**Document text**
Like M. la Cour, Gray also provides that the vibratory current shall close a local circuit and record the message in permanent marks, by means of a Morse or other recording instrument. For this purpose he employs a receiver similar to the string-transmitter shown in Fig. 14. The line current, passing through the magnets of this instrument, sets the tense bar in vibration against the upper contact c, thus closing the local circuit and actuating the local recorder.

Mr. Gray's apparatus is now successfully operated over more than 2400 miles of the Western Union Telegraph Company's lines, including distances of several hundred miles. As many as four, and even eight, messages are simultaneously sent. Both he and M. la Cour are still engaged in perfecting their apparatus, and we may reasonably expect that the telephone will ere long do good service as a practical telegraph.

b. The Articulating Telephone.

**Supplied material**

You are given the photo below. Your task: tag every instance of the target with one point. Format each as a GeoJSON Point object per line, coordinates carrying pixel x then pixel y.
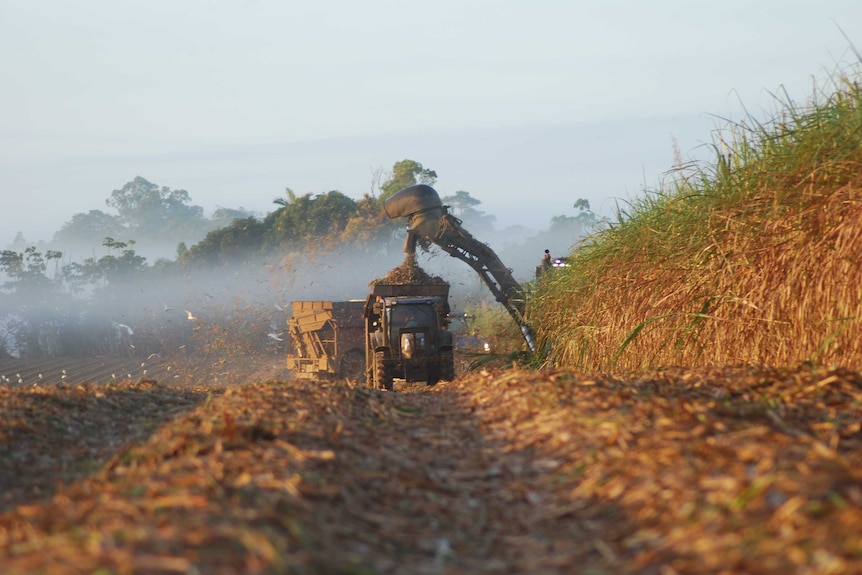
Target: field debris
{"type": "Point", "coordinates": [409, 272]}
{"type": "Point", "coordinates": [708, 470]}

**Aim of the exercise**
Render this sentence from the passage on Gray's telegraph apparatus into Spanish: "As many as four, and even eight, messages are simultaneously sent." The lines have nothing to do with the passage on Gray's telegraph apparatus.

**Result**
Se envían simultáneamente hasta cuatro, e incluso ocho, mensajes.